TRECHO DO TEXTO:
O que se deve verificar, em casos deste jaez, é o descompasso entre o aspecto formal e o aspecto interior, volitivo, materializada na vida em comum, nas obrigações naturais entre os nubentes. Todavia, no caso sub examine, mesmo em sede de cognição sumária, tanto o aspecto formal quanto o material/interior estão, ao que parece, comprometidos.
Por seu turno, sobre o conteúdo normativo do artigo 273, §2o, do CPC, a representar uma suposta impossibilidade de concessão de tutela antecipada quando houver perigo de irreversibilidade do provimento antecipado, adoto o entendimento dos professores Luiz Guilherme Marinoni e Sérgio Cruz Arenhart (in Processo de Conhecimento, 8aedição, página 231) segundo o qual “o direito constitucional à adequada tutela jurisdicional estaria sendo negado se o juiz estivesse impedido de conceder tutela antecipatória apenas porque corre o risco de causar prejuízo irreversível”, ou seja, se o pedido busca evitar um dano irreparável (inciso I do artigo 273 do CPC) ao direito provável do autor, “não há como não admitir a concessão dessa tutela sob o simples argumento de que ela pode trazer um prejuízo irreversível ao réu. Seria como dizer que o direito provável deve sempre ser sacrificado diante da possibilidade de prejuízo irreversível ao direito improvável.”

PARTES DO EXERCÍCIO:
• 1. Com base no trecho do texto, explique por que o perigo de irreversibilidade não deve, por si só, impedir a concessão da tutela antecipada.
• 2. Devolva, sem nenhuma alteração, a parte do trecho do texto que vai de "O que se deve" até "que parece, comprometidos.", incluindo essas palavras.
• 3. Liste todos os adjetivos que o trecho do texto usa para qualificar a palavra "direito".

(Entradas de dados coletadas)

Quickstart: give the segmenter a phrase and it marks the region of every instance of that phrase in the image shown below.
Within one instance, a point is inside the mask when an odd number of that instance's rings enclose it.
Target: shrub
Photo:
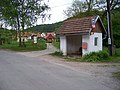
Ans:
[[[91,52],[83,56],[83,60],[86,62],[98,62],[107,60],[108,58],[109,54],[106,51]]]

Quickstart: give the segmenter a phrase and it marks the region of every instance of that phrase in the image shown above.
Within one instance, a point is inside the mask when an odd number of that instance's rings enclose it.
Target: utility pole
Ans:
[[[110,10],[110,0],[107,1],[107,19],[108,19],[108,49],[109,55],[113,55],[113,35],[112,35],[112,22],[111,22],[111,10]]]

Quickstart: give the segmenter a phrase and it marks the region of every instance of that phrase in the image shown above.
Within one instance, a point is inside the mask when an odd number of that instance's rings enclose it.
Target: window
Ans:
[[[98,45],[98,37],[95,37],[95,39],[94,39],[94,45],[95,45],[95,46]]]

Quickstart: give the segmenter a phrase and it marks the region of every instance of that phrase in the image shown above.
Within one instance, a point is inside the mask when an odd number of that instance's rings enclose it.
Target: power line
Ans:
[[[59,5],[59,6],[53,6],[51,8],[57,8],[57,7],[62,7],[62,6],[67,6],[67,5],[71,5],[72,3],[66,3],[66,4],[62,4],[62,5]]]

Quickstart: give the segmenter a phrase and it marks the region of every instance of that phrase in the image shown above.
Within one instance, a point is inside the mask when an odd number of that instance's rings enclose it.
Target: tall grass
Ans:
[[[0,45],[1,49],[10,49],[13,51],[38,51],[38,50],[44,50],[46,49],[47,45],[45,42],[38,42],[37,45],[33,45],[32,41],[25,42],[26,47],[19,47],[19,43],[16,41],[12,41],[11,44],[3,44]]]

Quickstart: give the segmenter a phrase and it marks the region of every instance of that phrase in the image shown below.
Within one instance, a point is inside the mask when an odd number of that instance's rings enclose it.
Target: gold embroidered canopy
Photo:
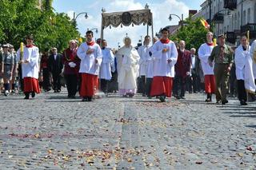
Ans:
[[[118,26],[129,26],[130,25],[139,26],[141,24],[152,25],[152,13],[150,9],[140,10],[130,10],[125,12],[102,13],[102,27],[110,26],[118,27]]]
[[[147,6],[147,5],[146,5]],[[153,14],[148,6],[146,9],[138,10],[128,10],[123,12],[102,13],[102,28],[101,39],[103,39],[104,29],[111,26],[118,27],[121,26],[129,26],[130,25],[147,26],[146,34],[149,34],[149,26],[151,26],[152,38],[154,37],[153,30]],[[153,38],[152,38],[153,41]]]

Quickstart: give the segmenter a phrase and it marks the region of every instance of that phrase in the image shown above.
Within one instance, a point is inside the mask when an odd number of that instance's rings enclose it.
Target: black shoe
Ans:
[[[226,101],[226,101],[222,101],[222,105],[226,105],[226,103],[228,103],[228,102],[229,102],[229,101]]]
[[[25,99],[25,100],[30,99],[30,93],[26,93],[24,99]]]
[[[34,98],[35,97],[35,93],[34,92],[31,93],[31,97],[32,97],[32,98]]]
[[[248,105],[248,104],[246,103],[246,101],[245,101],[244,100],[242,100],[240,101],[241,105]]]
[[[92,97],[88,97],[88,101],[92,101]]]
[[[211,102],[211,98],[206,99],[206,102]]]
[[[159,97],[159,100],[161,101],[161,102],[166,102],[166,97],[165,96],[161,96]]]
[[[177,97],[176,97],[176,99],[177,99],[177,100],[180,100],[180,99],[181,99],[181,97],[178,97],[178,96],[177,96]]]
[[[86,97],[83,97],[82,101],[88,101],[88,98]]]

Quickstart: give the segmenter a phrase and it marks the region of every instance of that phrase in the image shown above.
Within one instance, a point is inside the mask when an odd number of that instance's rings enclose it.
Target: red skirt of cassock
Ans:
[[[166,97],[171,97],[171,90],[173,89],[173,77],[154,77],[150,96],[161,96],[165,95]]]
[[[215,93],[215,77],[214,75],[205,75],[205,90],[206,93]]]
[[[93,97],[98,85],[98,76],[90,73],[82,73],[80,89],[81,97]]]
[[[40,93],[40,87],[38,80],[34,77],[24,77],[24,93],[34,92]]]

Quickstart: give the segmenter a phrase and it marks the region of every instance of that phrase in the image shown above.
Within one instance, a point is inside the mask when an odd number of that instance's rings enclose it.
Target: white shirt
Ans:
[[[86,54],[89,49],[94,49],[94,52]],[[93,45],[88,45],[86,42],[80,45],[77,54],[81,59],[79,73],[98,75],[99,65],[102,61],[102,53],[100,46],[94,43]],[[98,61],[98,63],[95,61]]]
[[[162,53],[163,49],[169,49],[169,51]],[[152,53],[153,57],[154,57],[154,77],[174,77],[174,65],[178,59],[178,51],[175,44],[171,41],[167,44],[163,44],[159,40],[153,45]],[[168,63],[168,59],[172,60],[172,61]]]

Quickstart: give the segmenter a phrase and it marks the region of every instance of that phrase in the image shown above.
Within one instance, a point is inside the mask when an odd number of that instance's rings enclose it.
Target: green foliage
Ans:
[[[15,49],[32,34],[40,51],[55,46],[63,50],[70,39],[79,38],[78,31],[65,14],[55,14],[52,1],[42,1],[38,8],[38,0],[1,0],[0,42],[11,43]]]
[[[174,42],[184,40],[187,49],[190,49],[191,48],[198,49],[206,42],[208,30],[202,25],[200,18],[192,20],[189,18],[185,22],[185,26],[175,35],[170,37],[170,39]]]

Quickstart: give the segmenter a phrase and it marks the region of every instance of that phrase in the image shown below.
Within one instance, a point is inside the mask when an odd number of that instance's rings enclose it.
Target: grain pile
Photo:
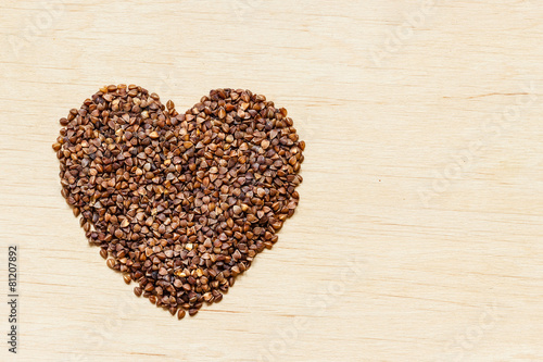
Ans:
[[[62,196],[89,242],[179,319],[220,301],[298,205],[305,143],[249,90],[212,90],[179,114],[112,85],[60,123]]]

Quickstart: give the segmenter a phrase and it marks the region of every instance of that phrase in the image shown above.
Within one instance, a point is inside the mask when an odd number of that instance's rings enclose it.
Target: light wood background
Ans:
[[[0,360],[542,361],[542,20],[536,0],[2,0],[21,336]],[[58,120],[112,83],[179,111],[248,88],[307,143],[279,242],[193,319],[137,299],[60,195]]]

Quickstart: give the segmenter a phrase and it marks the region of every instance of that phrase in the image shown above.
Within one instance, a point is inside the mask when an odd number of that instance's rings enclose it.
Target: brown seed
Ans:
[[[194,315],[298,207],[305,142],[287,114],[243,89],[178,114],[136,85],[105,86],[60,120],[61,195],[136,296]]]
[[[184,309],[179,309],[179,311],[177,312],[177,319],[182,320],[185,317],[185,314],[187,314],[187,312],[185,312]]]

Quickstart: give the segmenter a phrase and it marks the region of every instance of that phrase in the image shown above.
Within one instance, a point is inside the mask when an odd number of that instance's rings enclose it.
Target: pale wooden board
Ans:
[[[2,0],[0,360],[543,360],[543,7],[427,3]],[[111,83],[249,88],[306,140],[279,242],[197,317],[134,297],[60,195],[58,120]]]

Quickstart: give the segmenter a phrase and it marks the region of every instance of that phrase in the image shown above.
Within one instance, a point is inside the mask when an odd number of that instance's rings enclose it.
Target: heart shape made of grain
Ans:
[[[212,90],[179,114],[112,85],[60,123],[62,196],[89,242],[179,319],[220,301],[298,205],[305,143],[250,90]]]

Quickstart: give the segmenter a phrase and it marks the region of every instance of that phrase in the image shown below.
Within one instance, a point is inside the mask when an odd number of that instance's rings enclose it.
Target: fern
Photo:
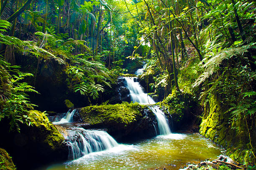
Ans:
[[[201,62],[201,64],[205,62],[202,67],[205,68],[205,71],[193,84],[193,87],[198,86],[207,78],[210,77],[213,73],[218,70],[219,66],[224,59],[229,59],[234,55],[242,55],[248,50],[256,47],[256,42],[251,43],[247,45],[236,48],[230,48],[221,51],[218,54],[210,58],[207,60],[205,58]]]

RESPOSTAS A SEGUIR:
• 1. Segundo o entendimento adotado, o direito constitucional à adequada tutela jurisdicional seria negado se o juiz não pudesse conceder tutela antecipatória apenas pelo risco de causar prejuízo irreversível. Negar a tutela por esse motivo equivaleria a sacrificar sempre o direito provável diante da possibilidade de prejuízo irreversível ao direito improvável.

• 2.
O que se deve verificar, em casos deste jaez, é o descompasso entre o aspecto formal e o aspecto interior, volitivo, materializada na vida em comum, nas obrigações naturais entre os nubentes. Todavia, no caso sub examine, mesmo em sede de cognição sumária, tanto o aspecto formal quanto o material/interior estão, ao que parece, comprometidos.

• 3. constitucional; provável; improvável